(LISTED RECORDS Opens)
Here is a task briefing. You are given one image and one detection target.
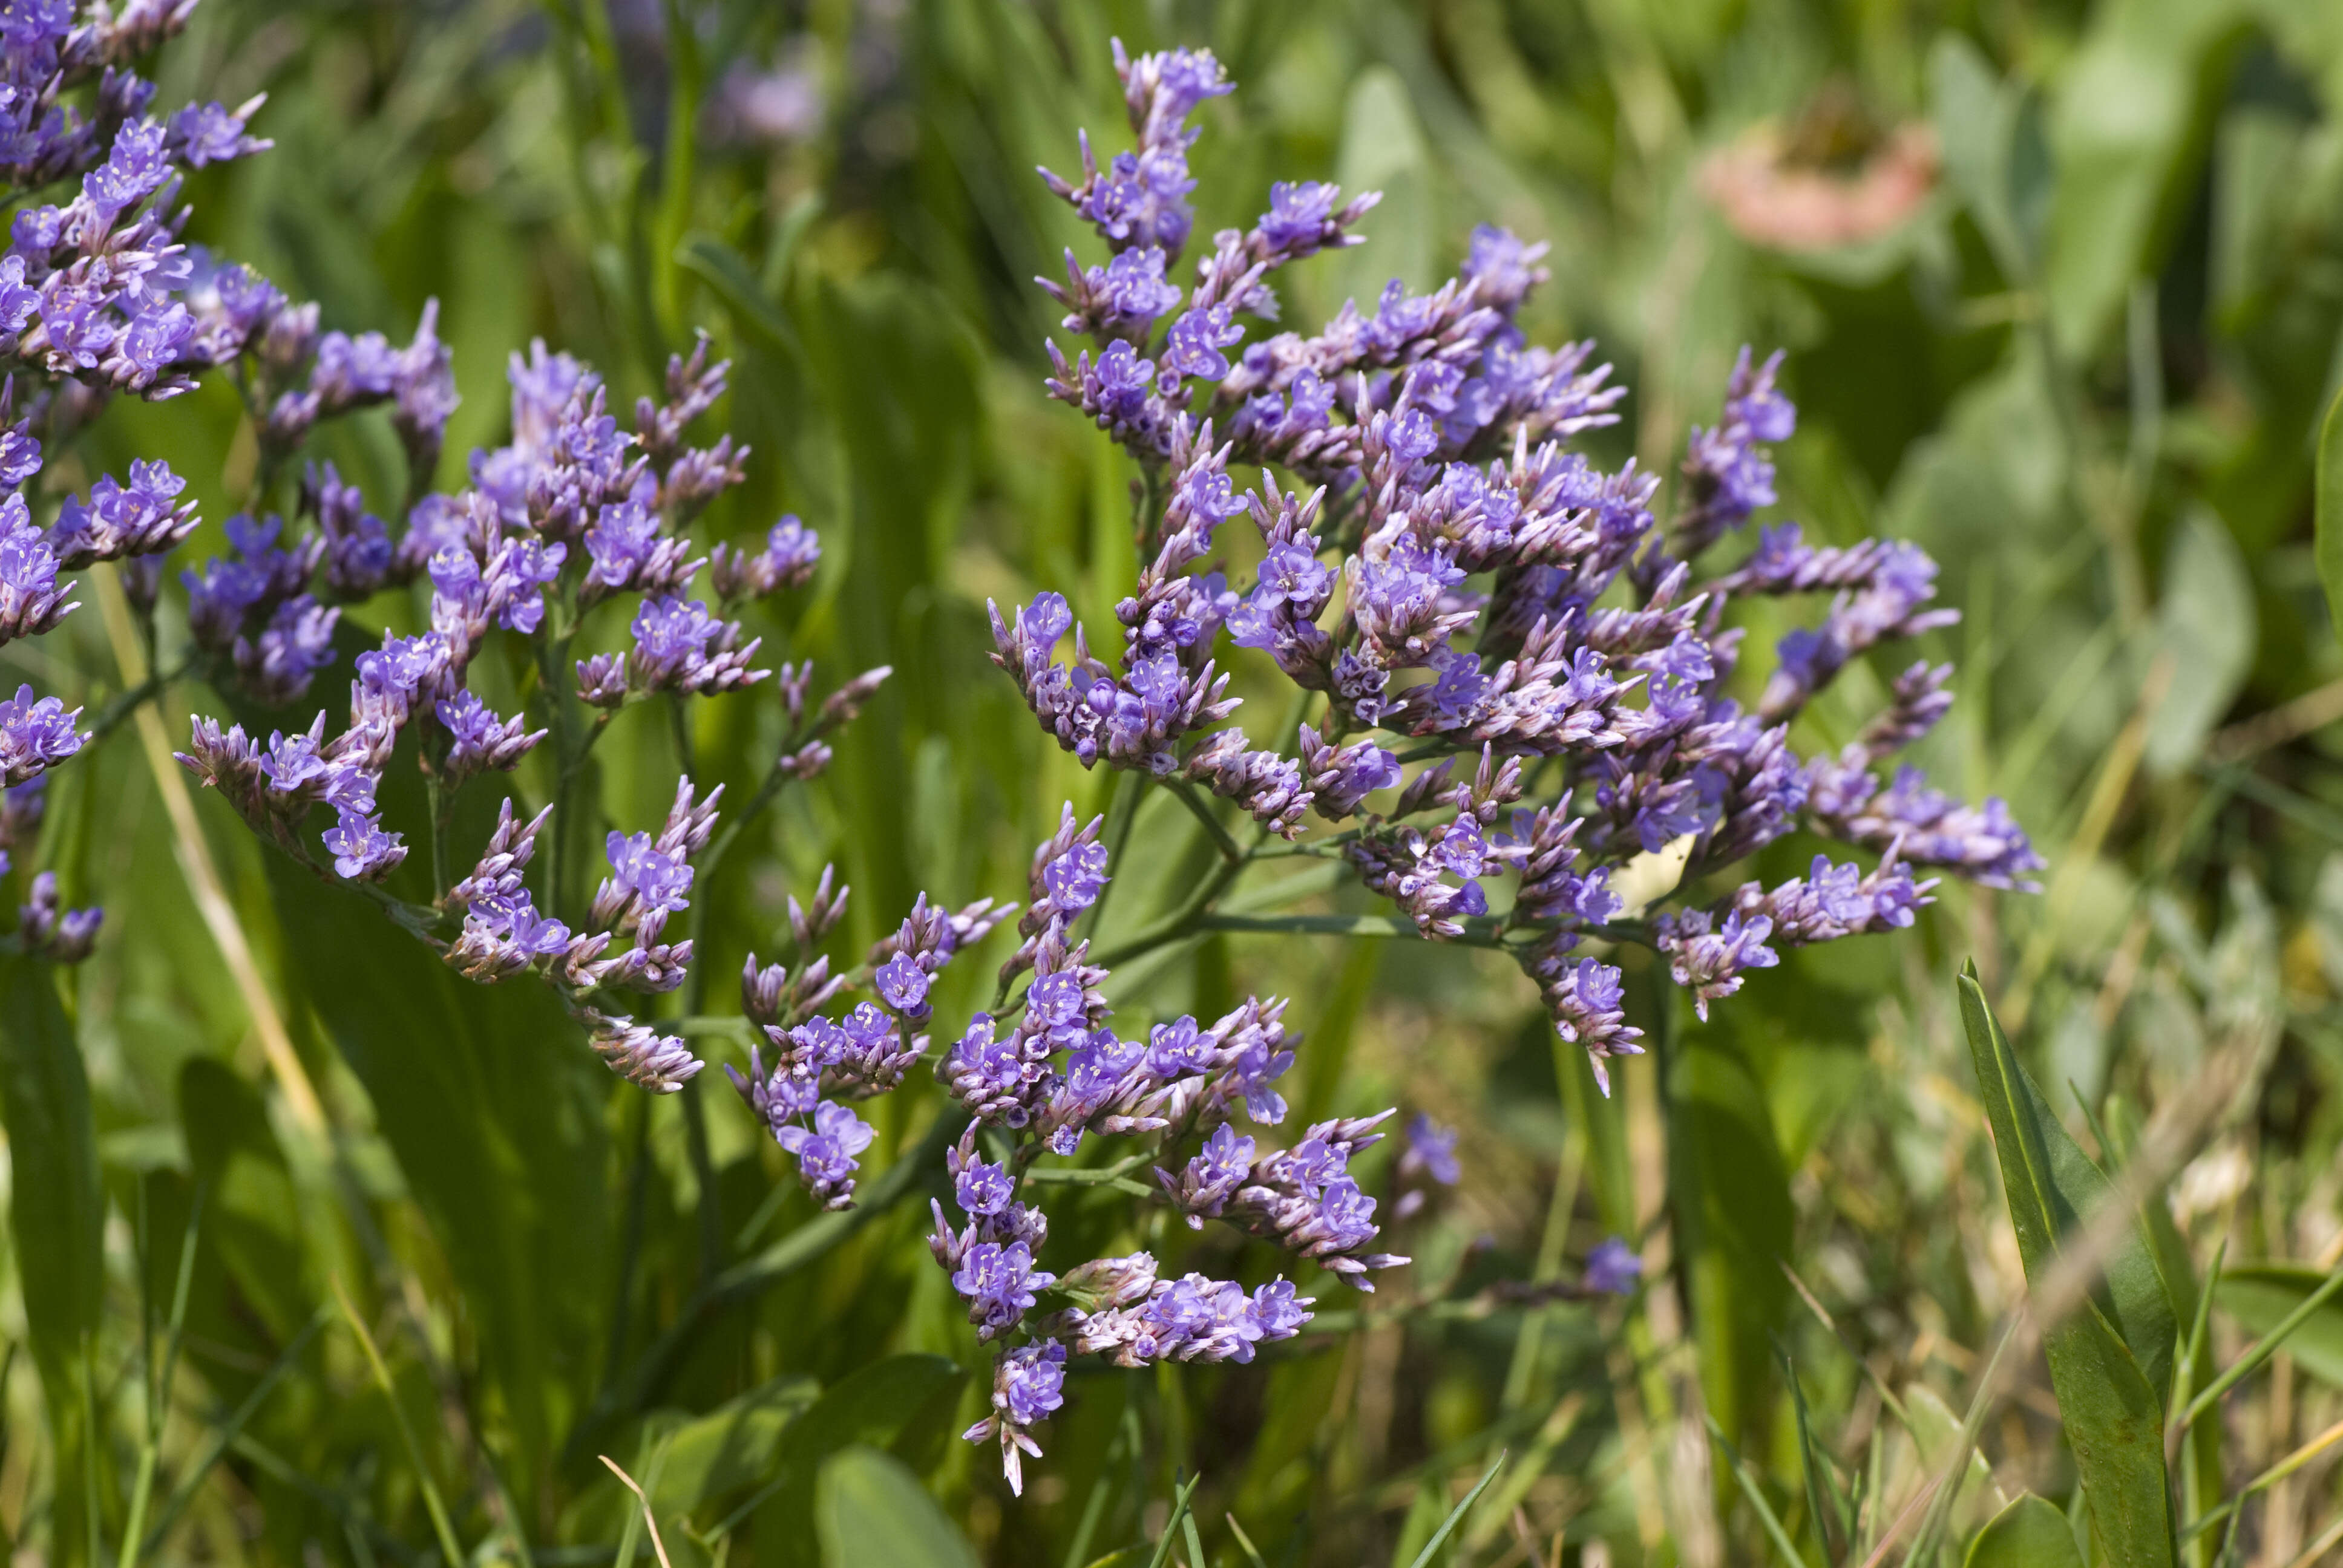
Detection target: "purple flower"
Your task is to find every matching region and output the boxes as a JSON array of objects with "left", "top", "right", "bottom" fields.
[
  {"left": 955, "top": 1155, "right": 1014, "bottom": 1217},
  {"left": 17, "top": 871, "right": 100, "bottom": 962},
  {"left": 603, "top": 830, "right": 693, "bottom": 916},
  {"left": 1582, "top": 1236, "right": 1641, "bottom": 1296},
  {"left": 1158, "top": 304, "right": 1243, "bottom": 391},
  {"left": 1400, "top": 1114, "right": 1460, "bottom": 1186},
  {"left": 876, "top": 952, "right": 932, "bottom": 1019},
  {"left": 171, "top": 100, "right": 268, "bottom": 168},
  {"left": 710, "top": 513, "right": 821, "bottom": 600},
  {"left": 952, "top": 1240, "right": 1054, "bottom": 1337},
  {"left": 323, "top": 808, "right": 404, "bottom": 881},
  {"left": 775, "top": 1100, "right": 877, "bottom": 1209},
  {"left": 84, "top": 119, "right": 171, "bottom": 218},
  {"left": 1041, "top": 840, "right": 1109, "bottom": 911},
  {"left": 994, "top": 1339, "right": 1065, "bottom": 1426},
  {"left": 434, "top": 689, "right": 543, "bottom": 780},
  {"left": 584, "top": 499, "right": 661, "bottom": 590},
  {"left": 1145, "top": 1014, "right": 1213, "bottom": 1078},
  {"left": 1027, "top": 970, "right": 1088, "bottom": 1031},
  {"left": 1, "top": 497, "right": 73, "bottom": 642},
  {"left": 964, "top": 1339, "right": 1067, "bottom": 1497},
  {"left": 628, "top": 594, "right": 764, "bottom": 696}
]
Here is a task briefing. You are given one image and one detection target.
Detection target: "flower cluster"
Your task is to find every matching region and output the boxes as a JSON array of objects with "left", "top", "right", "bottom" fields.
[
  {"left": 1000, "top": 41, "right": 2042, "bottom": 1093},
  {"left": 0, "top": 776, "right": 99, "bottom": 961},
  {"left": 713, "top": 800, "right": 1430, "bottom": 1494},
  {"left": 0, "top": 0, "right": 312, "bottom": 964},
  {"left": 176, "top": 326, "right": 875, "bottom": 1090}
]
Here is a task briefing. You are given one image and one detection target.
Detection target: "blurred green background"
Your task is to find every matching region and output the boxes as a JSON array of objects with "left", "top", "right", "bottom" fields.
[{"left": 9, "top": 0, "right": 2343, "bottom": 1563}]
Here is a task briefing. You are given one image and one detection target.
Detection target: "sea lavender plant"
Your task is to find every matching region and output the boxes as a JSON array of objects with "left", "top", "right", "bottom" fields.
[
  {"left": 175, "top": 331, "right": 880, "bottom": 1090},
  {"left": 0, "top": 0, "right": 305, "bottom": 960},
  {"left": 997, "top": 40, "right": 2042, "bottom": 1100},
  {"left": 721, "top": 799, "right": 1430, "bottom": 1492}
]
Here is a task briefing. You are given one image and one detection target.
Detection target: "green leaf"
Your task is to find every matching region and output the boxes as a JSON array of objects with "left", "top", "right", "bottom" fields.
[
  {"left": 1967, "top": 1493, "right": 2088, "bottom": 1568},
  {"left": 2214, "top": 1264, "right": 2343, "bottom": 1389},
  {"left": 2145, "top": 508, "right": 2255, "bottom": 776},
  {"left": 1668, "top": 1025, "right": 1793, "bottom": 1449},
  {"left": 2041, "top": 0, "right": 2246, "bottom": 356},
  {"left": 1333, "top": 67, "right": 1437, "bottom": 309},
  {"left": 647, "top": 1373, "right": 821, "bottom": 1517},
  {"left": 1402, "top": 1453, "right": 1506, "bottom": 1568},
  {"left": 2316, "top": 388, "right": 2343, "bottom": 640},
  {"left": 1958, "top": 970, "right": 2175, "bottom": 1567},
  {"left": 179, "top": 1057, "right": 311, "bottom": 1342},
  {"left": 679, "top": 232, "right": 804, "bottom": 362},
  {"left": 1903, "top": 1384, "right": 2003, "bottom": 1537},
  {"left": 751, "top": 1354, "right": 967, "bottom": 1568},
  {"left": 1927, "top": 34, "right": 2031, "bottom": 281},
  {"left": 261, "top": 853, "right": 609, "bottom": 1515},
  {"left": 1958, "top": 973, "right": 2177, "bottom": 1395},
  {"left": 815, "top": 1446, "right": 978, "bottom": 1568},
  {"left": 0, "top": 957, "right": 103, "bottom": 1380}
]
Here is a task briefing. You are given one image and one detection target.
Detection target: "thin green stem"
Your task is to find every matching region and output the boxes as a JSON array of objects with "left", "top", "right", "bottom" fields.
[
  {"left": 2179, "top": 1258, "right": 2343, "bottom": 1431},
  {"left": 1078, "top": 770, "right": 1147, "bottom": 944},
  {"left": 139, "top": 1306, "right": 330, "bottom": 1557},
  {"left": 332, "top": 1278, "right": 465, "bottom": 1568},
  {"left": 601, "top": 1096, "right": 654, "bottom": 1393},
  {"left": 424, "top": 777, "right": 450, "bottom": 901},
  {"left": 85, "top": 654, "right": 191, "bottom": 746},
  {"left": 681, "top": 1080, "right": 722, "bottom": 1284},
  {"left": 120, "top": 1183, "right": 205, "bottom": 1568},
  {"left": 1092, "top": 832, "right": 1261, "bottom": 970},
  {"left": 1167, "top": 777, "right": 1244, "bottom": 863}
]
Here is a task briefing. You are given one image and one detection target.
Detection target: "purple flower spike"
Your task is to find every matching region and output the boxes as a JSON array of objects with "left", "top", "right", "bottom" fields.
[{"left": 964, "top": 1340, "right": 1066, "bottom": 1497}]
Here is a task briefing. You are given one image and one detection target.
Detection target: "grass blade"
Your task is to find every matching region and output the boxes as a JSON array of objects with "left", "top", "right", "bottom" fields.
[
  {"left": 2181, "top": 1259, "right": 2343, "bottom": 1428},
  {"left": 1706, "top": 1415, "right": 1812, "bottom": 1567},
  {"left": 1404, "top": 1452, "right": 1507, "bottom": 1568},
  {"left": 140, "top": 1303, "right": 331, "bottom": 1555},
  {"left": 1145, "top": 1472, "right": 1205, "bottom": 1568},
  {"left": 2313, "top": 386, "right": 2343, "bottom": 636},
  {"left": 332, "top": 1276, "right": 464, "bottom": 1567},
  {"left": 1956, "top": 967, "right": 2176, "bottom": 1567}
]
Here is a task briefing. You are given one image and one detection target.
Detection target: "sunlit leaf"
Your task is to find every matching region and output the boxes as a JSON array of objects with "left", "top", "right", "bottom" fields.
[
  {"left": 816, "top": 1445, "right": 979, "bottom": 1568},
  {"left": 2215, "top": 1264, "right": 2343, "bottom": 1390},
  {"left": 1958, "top": 970, "right": 2176, "bottom": 1567},
  {"left": 1966, "top": 1492, "right": 2087, "bottom": 1568}
]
(LISTED RECORDS Closes)
■ **YOUR INSTRUCTIONS**:
Please copy every record above exactly, but leave the pictures out.

■ **RESULT**:
Here is a task briefing. You are given one image and one detection target.
Detection target: "purple flower"
Your task is to find every matching region and output the boxes as a JSON array of objects with "left", "top", "right", "bottom" fields.
[
  {"left": 955, "top": 1155, "right": 1014, "bottom": 1217},
  {"left": 17, "top": 871, "right": 100, "bottom": 962},
  {"left": 603, "top": 830, "right": 693, "bottom": 916},
  {"left": 1582, "top": 1236, "right": 1641, "bottom": 1296},
  {"left": 1158, "top": 304, "right": 1243, "bottom": 391},
  {"left": 1400, "top": 1114, "right": 1460, "bottom": 1186},
  {"left": 876, "top": 952, "right": 932, "bottom": 1019},
  {"left": 171, "top": 100, "right": 268, "bottom": 168},
  {"left": 710, "top": 513, "right": 821, "bottom": 600},
  {"left": 952, "top": 1240, "right": 1054, "bottom": 1337},
  {"left": 323, "top": 808, "right": 404, "bottom": 881},
  {"left": 775, "top": 1100, "right": 877, "bottom": 1209},
  {"left": 84, "top": 119, "right": 171, "bottom": 218},
  {"left": 1041, "top": 840, "right": 1109, "bottom": 911},
  {"left": 994, "top": 1339, "right": 1065, "bottom": 1426},
  {"left": 434, "top": 689, "right": 543, "bottom": 780},
  {"left": 584, "top": 499, "right": 661, "bottom": 590},
  {"left": 1145, "top": 1014, "right": 1213, "bottom": 1078},
  {"left": 1027, "top": 970, "right": 1088, "bottom": 1031},
  {"left": 1, "top": 497, "right": 73, "bottom": 642},
  {"left": 964, "top": 1339, "right": 1067, "bottom": 1497},
  {"left": 628, "top": 594, "right": 764, "bottom": 696}
]
Here is a task briefing. You are given one image and one detection target.
Detection target: "flower cluster"
Your task is to find every matching region and output the boxes as a JSON array of objects with "left", "top", "right", "bottom" fields.
[
  {"left": 1000, "top": 41, "right": 2042, "bottom": 1093},
  {"left": 0, "top": 776, "right": 99, "bottom": 961},
  {"left": 713, "top": 800, "right": 1430, "bottom": 1494},
  {"left": 0, "top": 0, "right": 312, "bottom": 964},
  {"left": 176, "top": 326, "right": 875, "bottom": 1090}
]
Here is a task briefing. You are given one image and one detection target.
Detection target: "blurred green background"
Your task is to find every matching region and output the boxes as a JSON array of objects with "left", "top", "right", "bottom" fields.
[{"left": 9, "top": 0, "right": 2343, "bottom": 1563}]
Here is a task briefing. You are given one image and one detection target.
Detection target: "sea lavender plant"
Your task is to find every matching region and output the boxes as a JSON array of objects with "left", "top", "right", "bottom" fields.
[
  {"left": 175, "top": 331, "right": 880, "bottom": 1090},
  {"left": 0, "top": 0, "right": 305, "bottom": 960},
  {"left": 997, "top": 40, "right": 2042, "bottom": 1100},
  {"left": 721, "top": 799, "right": 1430, "bottom": 1492}
]
Here is a task briefing. You are given one image and one detection target.
Detection target: "green leaf"
Your task is to find every matching region and output the boxes as a JSON array of objects with "left", "top", "right", "bottom" fields.
[
  {"left": 1967, "top": 1493, "right": 2088, "bottom": 1568},
  {"left": 2214, "top": 1264, "right": 2343, "bottom": 1389},
  {"left": 2145, "top": 508, "right": 2255, "bottom": 776},
  {"left": 1668, "top": 1025, "right": 1793, "bottom": 1449},
  {"left": 2041, "top": 0, "right": 2246, "bottom": 356},
  {"left": 1333, "top": 67, "right": 1437, "bottom": 309},
  {"left": 647, "top": 1373, "right": 821, "bottom": 1517},
  {"left": 1402, "top": 1453, "right": 1506, "bottom": 1568},
  {"left": 2316, "top": 388, "right": 2343, "bottom": 640},
  {"left": 1958, "top": 970, "right": 2175, "bottom": 1567},
  {"left": 179, "top": 1057, "right": 311, "bottom": 1342},
  {"left": 679, "top": 232, "right": 804, "bottom": 362},
  {"left": 1903, "top": 1384, "right": 2003, "bottom": 1537},
  {"left": 751, "top": 1354, "right": 967, "bottom": 1568},
  {"left": 1927, "top": 34, "right": 2031, "bottom": 281},
  {"left": 261, "top": 853, "right": 609, "bottom": 1515},
  {"left": 1958, "top": 973, "right": 2177, "bottom": 1395},
  {"left": 815, "top": 1446, "right": 978, "bottom": 1568},
  {"left": 0, "top": 957, "right": 103, "bottom": 1380}
]
Here is a task briefing. You are given one image and one detection target.
Detection target: "thin green stem"
Your task is to find every matching region and output the boxes as a JSON array of objects with "left", "top", "right", "bottom" fields.
[
  {"left": 2179, "top": 1258, "right": 2343, "bottom": 1431},
  {"left": 1078, "top": 770, "right": 1147, "bottom": 944},
  {"left": 139, "top": 1306, "right": 330, "bottom": 1557},
  {"left": 332, "top": 1278, "right": 465, "bottom": 1568},
  {"left": 601, "top": 1096, "right": 654, "bottom": 1393},
  {"left": 424, "top": 777, "right": 450, "bottom": 901},
  {"left": 85, "top": 654, "right": 191, "bottom": 746},
  {"left": 681, "top": 1080, "right": 722, "bottom": 1284},
  {"left": 120, "top": 1183, "right": 205, "bottom": 1568},
  {"left": 1092, "top": 832, "right": 1261, "bottom": 970},
  {"left": 1167, "top": 777, "right": 1244, "bottom": 863}
]
Here is a task briefing. You are given one image and one detection target.
Detection target: "purple flower spike"
Your task is to find every matching region and output the boxes as a JSON array of objects with "left", "top", "right", "bottom" fields.
[{"left": 964, "top": 1340, "right": 1066, "bottom": 1497}]
Here is a task briefing. You are given one image and one detection target.
Detection target: "grass blade"
Your task is to find every matching region and output the boxes as a JSON array of objects with "left", "top", "right", "bottom" fields.
[
  {"left": 2181, "top": 1259, "right": 2343, "bottom": 1428},
  {"left": 1706, "top": 1415, "right": 1812, "bottom": 1567},
  {"left": 1404, "top": 1452, "right": 1507, "bottom": 1568},
  {"left": 140, "top": 1303, "right": 331, "bottom": 1555},
  {"left": 1145, "top": 1472, "right": 1205, "bottom": 1568},
  {"left": 2313, "top": 386, "right": 2343, "bottom": 636},
  {"left": 332, "top": 1276, "right": 464, "bottom": 1567},
  {"left": 1956, "top": 967, "right": 2176, "bottom": 1567}
]
Here is a task briefing. You are given one image and one detection target.
Detection target: "sunlit leaf"
Your task is to find every matching region and output the boxes as a JSON array of objects with "left", "top", "right", "bottom" fields.
[
  {"left": 816, "top": 1445, "right": 979, "bottom": 1568},
  {"left": 2215, "top": 1264, "right": 2343, "bottom": 1390},
  {"left": 1958, "top": 970, "right": 2176, "bottom": 1567},
  {"left": 1966, "top": 1492, "right": 2087, "bottom": 1568}
]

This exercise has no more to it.